***** DATA FOR THIS TASK

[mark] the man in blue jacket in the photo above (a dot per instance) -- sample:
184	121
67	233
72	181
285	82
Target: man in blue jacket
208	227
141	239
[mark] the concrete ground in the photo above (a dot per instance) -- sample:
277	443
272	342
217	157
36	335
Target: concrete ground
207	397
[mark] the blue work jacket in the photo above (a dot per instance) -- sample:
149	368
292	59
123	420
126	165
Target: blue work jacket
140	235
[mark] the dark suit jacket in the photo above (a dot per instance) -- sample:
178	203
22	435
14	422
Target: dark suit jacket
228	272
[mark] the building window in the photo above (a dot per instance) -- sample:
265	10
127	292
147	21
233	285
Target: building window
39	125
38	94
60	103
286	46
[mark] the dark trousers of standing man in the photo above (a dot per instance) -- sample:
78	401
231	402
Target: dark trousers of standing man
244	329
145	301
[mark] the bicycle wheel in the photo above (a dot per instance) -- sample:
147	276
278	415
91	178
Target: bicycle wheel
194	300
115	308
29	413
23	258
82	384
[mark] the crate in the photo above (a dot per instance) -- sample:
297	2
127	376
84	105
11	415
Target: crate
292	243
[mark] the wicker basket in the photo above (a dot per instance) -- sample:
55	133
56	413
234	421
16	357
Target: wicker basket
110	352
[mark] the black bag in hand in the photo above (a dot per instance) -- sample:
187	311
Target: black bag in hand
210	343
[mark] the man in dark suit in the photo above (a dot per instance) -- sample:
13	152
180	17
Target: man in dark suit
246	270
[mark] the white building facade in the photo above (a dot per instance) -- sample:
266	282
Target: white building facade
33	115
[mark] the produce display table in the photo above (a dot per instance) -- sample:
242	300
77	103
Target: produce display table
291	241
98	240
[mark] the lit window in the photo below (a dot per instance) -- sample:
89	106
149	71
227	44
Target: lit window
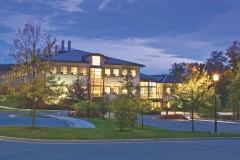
107	90
124	90
53	70
74	70
133	73
116	72
64	70
84	71
124	72
116	89
96	60
107	72
152	83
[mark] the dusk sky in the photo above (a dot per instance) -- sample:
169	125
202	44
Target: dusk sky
156	33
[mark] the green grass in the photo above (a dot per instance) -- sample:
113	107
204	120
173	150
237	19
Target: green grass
105	129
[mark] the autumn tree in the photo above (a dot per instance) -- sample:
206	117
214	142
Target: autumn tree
194	92
30	47
217	64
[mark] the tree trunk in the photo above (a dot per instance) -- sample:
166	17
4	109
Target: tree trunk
33	114
192	121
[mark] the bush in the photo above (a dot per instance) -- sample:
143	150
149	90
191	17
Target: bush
124	111
174	116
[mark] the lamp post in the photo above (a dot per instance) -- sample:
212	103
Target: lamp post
215	79
89	98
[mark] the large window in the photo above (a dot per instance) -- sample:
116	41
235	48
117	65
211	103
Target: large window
107	72
124	90
64	70
116	89
53	70
96	60
133	72
116	72
107	89
84	71
74	70
96	82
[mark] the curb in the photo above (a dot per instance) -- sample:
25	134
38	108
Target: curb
26	140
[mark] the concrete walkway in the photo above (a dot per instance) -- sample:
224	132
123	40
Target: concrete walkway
74	122
62	116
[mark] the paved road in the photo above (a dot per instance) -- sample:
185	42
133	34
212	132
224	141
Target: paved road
177	125
173	150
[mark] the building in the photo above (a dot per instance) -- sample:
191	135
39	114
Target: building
157	88
102	73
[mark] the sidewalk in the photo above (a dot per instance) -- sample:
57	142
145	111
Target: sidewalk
74	122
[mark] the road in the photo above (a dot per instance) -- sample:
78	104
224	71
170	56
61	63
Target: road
171	150
204	126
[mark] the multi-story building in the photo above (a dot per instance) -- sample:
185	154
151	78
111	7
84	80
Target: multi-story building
157	88
103	73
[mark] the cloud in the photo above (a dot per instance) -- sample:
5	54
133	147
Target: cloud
68	5
103	4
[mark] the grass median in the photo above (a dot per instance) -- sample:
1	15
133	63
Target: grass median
105	129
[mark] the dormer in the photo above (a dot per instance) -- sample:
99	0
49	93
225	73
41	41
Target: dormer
96	60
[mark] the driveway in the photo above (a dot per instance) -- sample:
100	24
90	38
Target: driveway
186	125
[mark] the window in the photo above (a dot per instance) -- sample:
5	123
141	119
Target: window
107	71
133	72
64	70
96	60
124	90
116	89
124	72
107	90
53	70
84	71
74	70
116	72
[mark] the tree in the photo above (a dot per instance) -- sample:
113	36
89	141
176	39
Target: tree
195	91
217	64
233	54
127	79
103	107
143	105
78	90
234	92
26	79
124	111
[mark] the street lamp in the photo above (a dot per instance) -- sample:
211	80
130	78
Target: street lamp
215	79
88	86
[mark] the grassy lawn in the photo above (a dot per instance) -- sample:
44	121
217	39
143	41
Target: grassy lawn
105	129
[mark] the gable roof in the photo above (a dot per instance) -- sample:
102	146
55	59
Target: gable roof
80	57
159	78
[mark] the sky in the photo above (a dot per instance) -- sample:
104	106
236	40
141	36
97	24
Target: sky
155	33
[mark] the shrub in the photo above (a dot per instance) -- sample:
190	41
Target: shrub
174	116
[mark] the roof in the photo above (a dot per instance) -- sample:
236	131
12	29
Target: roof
80	56
159	78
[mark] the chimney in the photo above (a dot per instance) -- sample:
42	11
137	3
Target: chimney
69	45
56	48
62	47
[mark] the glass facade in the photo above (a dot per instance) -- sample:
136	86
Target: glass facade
64	70
96	82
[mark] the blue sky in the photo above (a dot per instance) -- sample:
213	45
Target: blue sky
156	33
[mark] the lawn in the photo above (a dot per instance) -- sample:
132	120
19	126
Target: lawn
105	129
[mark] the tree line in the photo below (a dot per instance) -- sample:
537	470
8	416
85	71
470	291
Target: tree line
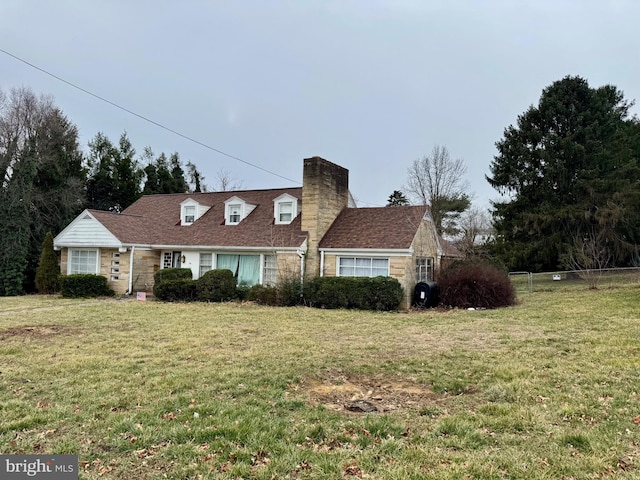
568	174
47	180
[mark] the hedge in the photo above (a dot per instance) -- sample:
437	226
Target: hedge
167	274
216	286
364	293
176	290
85	285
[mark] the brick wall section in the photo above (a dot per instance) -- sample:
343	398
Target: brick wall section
325	192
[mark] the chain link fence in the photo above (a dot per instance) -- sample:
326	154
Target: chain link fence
527	282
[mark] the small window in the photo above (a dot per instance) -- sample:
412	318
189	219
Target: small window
205	263
167	260
424	269
234	213
189	214
285	212
270	270
83	261
363	267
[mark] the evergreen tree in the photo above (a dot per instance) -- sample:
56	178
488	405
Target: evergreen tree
570	168
114	175
177	173
42	182
48	272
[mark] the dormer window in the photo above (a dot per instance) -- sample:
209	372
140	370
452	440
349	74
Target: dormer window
285	209
235	213
189	214
236	210
190	211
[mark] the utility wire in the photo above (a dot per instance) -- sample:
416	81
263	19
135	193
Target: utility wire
146	119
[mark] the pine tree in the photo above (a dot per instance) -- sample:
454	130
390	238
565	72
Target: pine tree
48	272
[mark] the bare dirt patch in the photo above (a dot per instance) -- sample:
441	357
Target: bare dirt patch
354	393
32	332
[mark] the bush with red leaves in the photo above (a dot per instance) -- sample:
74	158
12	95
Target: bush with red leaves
475	284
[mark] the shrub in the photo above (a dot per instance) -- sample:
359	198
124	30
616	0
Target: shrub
216	286
263	294
475	283
378	293
167	274
176	290
48	271
85	285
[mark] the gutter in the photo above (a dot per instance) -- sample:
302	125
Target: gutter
133	249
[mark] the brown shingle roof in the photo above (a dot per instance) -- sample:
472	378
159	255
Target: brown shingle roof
155	220
381	227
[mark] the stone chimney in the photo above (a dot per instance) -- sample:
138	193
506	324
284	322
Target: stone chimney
325	193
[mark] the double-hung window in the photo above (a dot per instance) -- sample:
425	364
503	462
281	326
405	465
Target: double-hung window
363	267
205	263
270	270
235	211
83	261
189	214
285	212
424	269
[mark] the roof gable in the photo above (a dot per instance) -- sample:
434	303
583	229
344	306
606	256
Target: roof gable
86	230
375	228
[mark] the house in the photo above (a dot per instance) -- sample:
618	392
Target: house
261	235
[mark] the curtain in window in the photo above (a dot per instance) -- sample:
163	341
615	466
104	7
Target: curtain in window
230	262
249	270
246	268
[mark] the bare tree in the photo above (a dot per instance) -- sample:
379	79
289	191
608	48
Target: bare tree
437	180
589	255
225	182
475	230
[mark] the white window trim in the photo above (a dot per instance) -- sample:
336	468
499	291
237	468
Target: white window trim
69	254
369	257
282	199
189	202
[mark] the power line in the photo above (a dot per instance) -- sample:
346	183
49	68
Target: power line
146	119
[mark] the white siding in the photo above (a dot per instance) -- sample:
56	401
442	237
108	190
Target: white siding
85	230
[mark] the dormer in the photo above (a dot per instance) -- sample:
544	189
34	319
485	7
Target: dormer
285	209
190	211
235	210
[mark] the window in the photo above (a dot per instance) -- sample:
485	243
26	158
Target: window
189	214
363	267
246	268
270	270
83	261
171	260
285	209
205	263
424	269
234	213
167	260
285	212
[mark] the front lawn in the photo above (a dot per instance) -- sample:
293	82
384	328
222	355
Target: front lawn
549	388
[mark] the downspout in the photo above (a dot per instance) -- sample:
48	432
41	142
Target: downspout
133	248
301	255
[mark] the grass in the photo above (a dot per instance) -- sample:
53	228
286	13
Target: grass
549	389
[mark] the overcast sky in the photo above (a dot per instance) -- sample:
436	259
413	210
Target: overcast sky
370	85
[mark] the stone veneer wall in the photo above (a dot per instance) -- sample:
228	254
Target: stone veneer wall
325	193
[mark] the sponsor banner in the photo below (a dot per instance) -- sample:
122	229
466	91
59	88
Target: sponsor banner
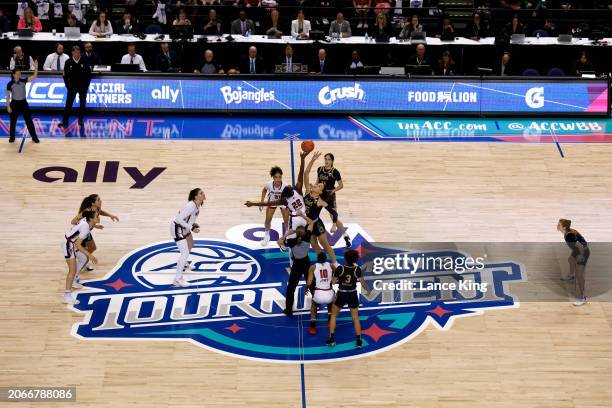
235	95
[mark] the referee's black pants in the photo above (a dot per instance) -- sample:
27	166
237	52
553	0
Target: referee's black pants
299	268
18	108
72	93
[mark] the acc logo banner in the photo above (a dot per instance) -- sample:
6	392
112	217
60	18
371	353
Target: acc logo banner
237	294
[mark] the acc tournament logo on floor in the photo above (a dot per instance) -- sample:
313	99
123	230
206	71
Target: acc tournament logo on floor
237	294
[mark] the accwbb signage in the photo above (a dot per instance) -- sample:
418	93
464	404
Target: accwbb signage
237	294
143	93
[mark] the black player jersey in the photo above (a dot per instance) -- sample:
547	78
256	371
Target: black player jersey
328	177
347	277
312	208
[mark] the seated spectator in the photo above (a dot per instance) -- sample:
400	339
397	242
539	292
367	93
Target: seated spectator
356	64
446	66
477	29
340	27
132	58
504	66
29	21
514	27
181	19
362	8
252	63
582	64
213	26
419	57
127	25
101	27
56	60
289	59
71	21
210	65
410	27
5	24
167	60
90	56
447	30
322	65
21	61
274	29
381	28
242	25
300	27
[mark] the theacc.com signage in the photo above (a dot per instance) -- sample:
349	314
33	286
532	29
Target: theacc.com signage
335	94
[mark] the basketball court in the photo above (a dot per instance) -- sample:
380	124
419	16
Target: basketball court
535	349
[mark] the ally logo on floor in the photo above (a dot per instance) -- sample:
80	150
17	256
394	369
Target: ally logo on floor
237	294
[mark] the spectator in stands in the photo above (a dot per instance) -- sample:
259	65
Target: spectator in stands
322	65
91	57
252	63
356	66
21	61
289	60
56	60
101	27
504	66
210	65
181	18
419	58
274	29
127	25
5	24
514	27
447	30
362	8
300	27
409	27
446	65
29	21
477	29
132	58
213	26
77	76
381	28
582	64
340	27
242	25
167	60
71	21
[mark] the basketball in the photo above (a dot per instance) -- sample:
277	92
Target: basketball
308	146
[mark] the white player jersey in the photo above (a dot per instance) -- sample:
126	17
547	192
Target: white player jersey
274	192
295	203
81	230
323	274
187	216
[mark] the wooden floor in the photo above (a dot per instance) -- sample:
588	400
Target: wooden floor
539	355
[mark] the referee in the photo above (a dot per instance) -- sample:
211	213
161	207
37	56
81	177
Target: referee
77	76
16	102
300	263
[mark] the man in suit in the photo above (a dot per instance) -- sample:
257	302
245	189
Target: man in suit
90	56
252	63
167	60
300	27
321	64
340	26
289	60
504	66
77	76
242	25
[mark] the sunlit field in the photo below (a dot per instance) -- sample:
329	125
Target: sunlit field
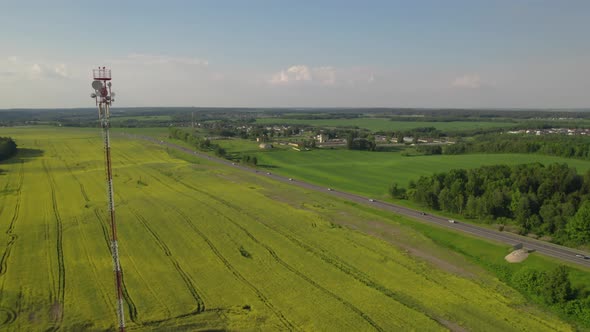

**********

> WHAT TO WORK ON
The answer must be every line of the data that holds the word "below".

> YOUR RESPONSE
[mark] the lit window in the photo below (a dot per instance) -- sample:
[mark] the tree line in the photo below (a dot per instance) -- sample:
[mark] the sponsor banner in the photo below (a dot per instance) -- sample:
[mark] the sunlit field in the photo below (a dot per instance) -- sample:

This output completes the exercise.